● **AIM**: Pull out every line in the rows below that contains the word "orange" and copy each one.

● **DATA SHOWN**:
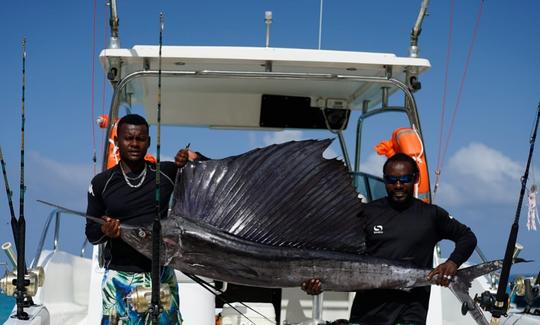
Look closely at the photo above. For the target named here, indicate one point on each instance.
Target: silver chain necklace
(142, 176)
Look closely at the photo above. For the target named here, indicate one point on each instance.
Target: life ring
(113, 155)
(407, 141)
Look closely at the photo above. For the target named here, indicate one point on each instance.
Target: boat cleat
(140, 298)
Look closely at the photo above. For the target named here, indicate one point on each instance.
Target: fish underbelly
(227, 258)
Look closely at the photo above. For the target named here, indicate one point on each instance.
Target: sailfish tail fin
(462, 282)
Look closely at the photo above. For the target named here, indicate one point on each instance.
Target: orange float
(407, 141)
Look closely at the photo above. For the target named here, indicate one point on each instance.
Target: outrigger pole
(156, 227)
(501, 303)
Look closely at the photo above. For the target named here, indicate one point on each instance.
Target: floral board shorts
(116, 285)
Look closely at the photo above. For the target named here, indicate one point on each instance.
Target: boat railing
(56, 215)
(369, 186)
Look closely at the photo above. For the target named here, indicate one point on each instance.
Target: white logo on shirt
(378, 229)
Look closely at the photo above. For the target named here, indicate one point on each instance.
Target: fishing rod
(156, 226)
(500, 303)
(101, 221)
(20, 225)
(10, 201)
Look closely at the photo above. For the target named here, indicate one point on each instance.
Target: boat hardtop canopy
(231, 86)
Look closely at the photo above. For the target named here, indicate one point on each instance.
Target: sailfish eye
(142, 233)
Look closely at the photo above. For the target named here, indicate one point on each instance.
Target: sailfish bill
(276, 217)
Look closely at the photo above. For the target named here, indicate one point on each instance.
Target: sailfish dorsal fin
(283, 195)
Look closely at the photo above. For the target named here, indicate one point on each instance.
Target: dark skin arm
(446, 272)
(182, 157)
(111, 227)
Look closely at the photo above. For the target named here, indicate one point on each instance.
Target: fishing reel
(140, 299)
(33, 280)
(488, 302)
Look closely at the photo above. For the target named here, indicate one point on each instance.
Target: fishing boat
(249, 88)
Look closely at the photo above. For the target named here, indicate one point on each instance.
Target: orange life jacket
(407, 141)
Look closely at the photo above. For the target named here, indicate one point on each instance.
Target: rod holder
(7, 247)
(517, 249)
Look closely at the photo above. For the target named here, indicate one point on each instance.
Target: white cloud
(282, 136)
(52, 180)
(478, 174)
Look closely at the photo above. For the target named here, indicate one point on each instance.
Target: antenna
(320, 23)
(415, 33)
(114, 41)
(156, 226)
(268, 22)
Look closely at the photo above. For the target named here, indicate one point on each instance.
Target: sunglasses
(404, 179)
...
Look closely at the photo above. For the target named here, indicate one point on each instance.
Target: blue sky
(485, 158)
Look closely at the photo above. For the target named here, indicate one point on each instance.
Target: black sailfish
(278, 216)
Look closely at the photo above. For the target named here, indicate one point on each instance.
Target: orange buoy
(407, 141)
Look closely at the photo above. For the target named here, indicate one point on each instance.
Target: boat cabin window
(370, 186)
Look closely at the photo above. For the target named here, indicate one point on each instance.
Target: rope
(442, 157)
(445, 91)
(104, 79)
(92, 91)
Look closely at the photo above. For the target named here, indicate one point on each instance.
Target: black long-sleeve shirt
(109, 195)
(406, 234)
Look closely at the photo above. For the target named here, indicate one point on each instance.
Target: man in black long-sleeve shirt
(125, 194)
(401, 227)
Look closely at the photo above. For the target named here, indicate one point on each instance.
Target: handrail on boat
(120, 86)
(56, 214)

● **OUTPUT FOR THIS TASK**:
Target: orange float
Target: orange life jacket
Target: orange buoy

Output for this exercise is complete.